* [Material provided]:
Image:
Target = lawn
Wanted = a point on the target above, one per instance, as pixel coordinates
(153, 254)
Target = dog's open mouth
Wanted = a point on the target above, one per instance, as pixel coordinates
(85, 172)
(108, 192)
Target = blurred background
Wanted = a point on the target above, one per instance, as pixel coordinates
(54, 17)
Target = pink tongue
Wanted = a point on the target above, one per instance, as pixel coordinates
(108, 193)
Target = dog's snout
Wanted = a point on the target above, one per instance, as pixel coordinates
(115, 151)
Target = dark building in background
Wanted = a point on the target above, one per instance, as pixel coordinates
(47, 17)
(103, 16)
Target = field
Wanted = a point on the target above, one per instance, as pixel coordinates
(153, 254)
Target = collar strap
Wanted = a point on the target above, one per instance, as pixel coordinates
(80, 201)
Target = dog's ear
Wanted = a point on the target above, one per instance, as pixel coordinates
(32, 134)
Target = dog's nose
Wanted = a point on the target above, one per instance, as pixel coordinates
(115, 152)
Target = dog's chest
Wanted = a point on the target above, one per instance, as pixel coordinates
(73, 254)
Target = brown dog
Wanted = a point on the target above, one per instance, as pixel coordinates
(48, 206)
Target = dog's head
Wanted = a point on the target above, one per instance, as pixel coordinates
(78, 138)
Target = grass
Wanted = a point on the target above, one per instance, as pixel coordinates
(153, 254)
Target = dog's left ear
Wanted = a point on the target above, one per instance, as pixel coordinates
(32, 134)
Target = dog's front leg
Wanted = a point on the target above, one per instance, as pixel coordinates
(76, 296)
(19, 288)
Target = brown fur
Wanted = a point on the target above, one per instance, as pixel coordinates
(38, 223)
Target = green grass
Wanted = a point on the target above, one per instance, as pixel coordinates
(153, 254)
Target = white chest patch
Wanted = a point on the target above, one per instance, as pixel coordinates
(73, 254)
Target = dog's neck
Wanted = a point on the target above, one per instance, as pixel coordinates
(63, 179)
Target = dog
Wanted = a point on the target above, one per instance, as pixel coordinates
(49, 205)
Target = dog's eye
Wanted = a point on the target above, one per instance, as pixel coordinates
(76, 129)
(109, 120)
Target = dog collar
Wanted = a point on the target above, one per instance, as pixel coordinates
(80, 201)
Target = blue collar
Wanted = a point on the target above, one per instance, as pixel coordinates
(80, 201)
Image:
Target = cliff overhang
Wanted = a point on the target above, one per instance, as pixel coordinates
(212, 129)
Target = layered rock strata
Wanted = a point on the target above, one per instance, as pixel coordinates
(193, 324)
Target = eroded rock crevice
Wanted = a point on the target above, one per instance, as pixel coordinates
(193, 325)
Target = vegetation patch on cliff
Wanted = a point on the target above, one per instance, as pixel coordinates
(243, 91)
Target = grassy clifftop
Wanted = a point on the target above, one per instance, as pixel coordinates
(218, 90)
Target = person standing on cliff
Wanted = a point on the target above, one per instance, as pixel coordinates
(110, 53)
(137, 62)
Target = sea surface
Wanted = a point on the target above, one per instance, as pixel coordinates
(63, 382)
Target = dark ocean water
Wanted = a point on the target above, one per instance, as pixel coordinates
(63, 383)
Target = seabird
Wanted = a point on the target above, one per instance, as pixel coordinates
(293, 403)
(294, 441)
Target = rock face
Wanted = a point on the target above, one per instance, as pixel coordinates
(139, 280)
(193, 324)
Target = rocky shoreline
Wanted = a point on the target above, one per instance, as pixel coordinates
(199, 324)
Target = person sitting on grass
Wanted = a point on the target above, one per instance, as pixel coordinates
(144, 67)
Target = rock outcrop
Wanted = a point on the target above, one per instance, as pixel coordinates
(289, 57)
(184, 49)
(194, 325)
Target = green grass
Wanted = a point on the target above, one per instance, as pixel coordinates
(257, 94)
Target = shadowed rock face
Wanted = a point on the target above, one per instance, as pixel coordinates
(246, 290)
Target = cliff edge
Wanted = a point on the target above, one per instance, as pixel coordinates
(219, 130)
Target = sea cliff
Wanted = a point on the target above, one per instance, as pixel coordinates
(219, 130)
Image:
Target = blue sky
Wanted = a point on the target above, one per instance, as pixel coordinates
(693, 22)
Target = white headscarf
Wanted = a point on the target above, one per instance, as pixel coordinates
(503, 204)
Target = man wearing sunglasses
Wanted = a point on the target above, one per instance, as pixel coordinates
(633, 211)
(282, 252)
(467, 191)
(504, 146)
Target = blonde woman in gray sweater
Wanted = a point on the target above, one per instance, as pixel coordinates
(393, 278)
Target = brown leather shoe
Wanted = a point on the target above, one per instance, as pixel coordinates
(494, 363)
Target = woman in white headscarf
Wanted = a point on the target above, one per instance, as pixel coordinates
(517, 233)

* [Description of the task]:
All of the entries above need to be retyped exactly.

* [Finished exercise]:
Image:
Target = lawn
Wanted = a point on the target above, one per instance, as pixel coordinates
(153, 254)
Target = dog's open mouth
Wanted = a point on the target above, one per instance, as pixel coordinates
(85, 172)
(108, 192)
Target = blurred background
Wanted = a point on the target above, one per instance, as pixel coordinates
(54, 17)
Target = pink tongue
Wanted = a point on the target above, one per instance, as pixel coordinates
(108, 193)
Target = dog's snout
Wanted = a point on the target above, one per instance, as pixel coordinates
(115, 151)
Target = dark building in background
Wanted = a point on the target above, one per instance, as pixel coordinates
(47, 17)
(103, 16)
Target = field
Wanted = a point on the target above, one per instance, as pixel coordinates
(153, 254)
Target = collar strap
Wanted = a point on the target above, one per instance, as pixel coordinates
(80, 201)
Target = dog's ear
Wanted = a point on the target above, one per instance, as pixel coordinates
(32, 134)
Target = dog's nose
Wanted = a point on the target above, one per instance, as pixel coordinates
(115, 152)
Target = dog's chest
Wanted = a point on the target above, one per instance, as pixel coordinates
(73, 254)
Target = brown dog
Wanted = a point on the target above, one per instance, as pixel coordinates
(48, 206)
Target = dog's head
Wanted = a point on the target above, one per instance, as pixel coordinates
(78, 138)
Target = grass
Wanted = a point on the target above, one per instance, as pixel coordinates
(153, 254)
Target = dog's left ear
Wanted = a point on the target above, one per instance, as pixel coordinates
(32, 134)
Target = dog's front leg
Wanted = a point on the target above, one per instance, as pixel coordinates
(76, 296)
(19, 288)
Target = brown fur
Wanted = a point on the target above, one per instance, as pixel coordinates
(38, 223)
Target = green grass
Wanted = a point on the target above, one per instance, as pixel coordinates
(153, 254)
Target = white chest patch
Wanted = a point on the target above, one per instance, as pixel coordinates
(73, 254)
Target = dog's neck
Wanted = a point on the target above, one per instance, as pixel coordinates
(63, 179)
Target = dog
Wanted = a point on the target above, one per instance, as pixel coordinates
(49, 205)
Target = dog's eye
Wanted = a point on the target above, one per instance, as pixel coordinates
(76, 129)
(109, 120)
Target = dog collar
Wanted = a point on the target above, one per instance, as pixel coordinates
(80, 201)
Target = blue collar
Wanted = a point on the target above, one per instance, as pixel coordinates
(80, 201)
Image:
Target = cliff overhang
Wanted = a point on the target above, one per instance, as pixel coordinates
(212, 129)
Target = layered rock strata
Wanted = a point on the target above, one per instance, as pixel coordinates
(193, 324)
Target = eroded rock crevice
Wanted = a point on the target above, one per instance, as pixel coordinates
(193, 325)
Target = vegetation patch on cliff
Wanted = a point on the target above, one per instance, as pixel coordinates
(243, 91)
Target = grassy clifftop
Wanted = a point on the target above, one per instance, as pixel coordinates
(218, 90)
Target = person standing on cliff
Wanted = a point on the target above, one per instance, as pixel coordinates
(110, 53)
(137, 62)
Target = sea surface
Wanted = a point on the target above, one per instance, as pixel coordinates
(63, 382)
Target = dark ocean water
Wanted = a point on the target above, one per instance, as pixel coordinates
(63, 383)
Target = seabird
Wanted = a point on the target above, one per instance, as pixel coordinates
(293, 403)
(294, 441)
Target = rock face
Wanted = a point on the target above, one per instance, as pixel coordinates
(139, 280)
(193, 324)
Target = rocky shoreline
Wanted = a point on the target above, one per instance, as pixel coordinates
(199, 324)
Target = person sitting on grass
Wanted = a point on the target above, one per instance, as pixel coordinates
(144, 67)
Target = rock outcrop
Wanted = a point on the target above, one per instance, as pixel coordinates
(289, 57)
(184, 49)
(194, 325)
Target = green grass
Wanted = a point on the target above, one per instance, as pixel coordinates
(257, 94)
Target = shadowed rock face
Wanted = a point on the target above, one per instance, as pixel coordinates
(246, 290)
Target = cliff edge
Wanted = a point on the target above, one per instance, as pixel coordinates
(219, 130)
Target = sea cliff
Wanted = a point on the target above, one per instance, as pixel coordinates
(219, 130)
Image:
Target = blue sky
Wanted = a point on the target above, one per instance, as pixel coordinates
(693, 22)
Target = white headscarf
Wanted = a point on the target above, one per instance, as pixel coordinates
(503, 204)
Target = man wearing sunglasses
Wanted = a point on the target above, one per instance, as pixel coordinates
(633, 211)
(282, 252)
(467, 191)
(504, 146)
Target = blonde woman in gray sweater
Wanted = a point on the target above, one per instance, as pixel coordinates
(393, 278)
Target = brown leather shoe
Wanted = a point on the target above, one per instance, as pixel coordinates
(494, 363)
Target = woman in white headscarf
Wanted = a point on the target above, one per instance, as pixel coordinates
(517, 233)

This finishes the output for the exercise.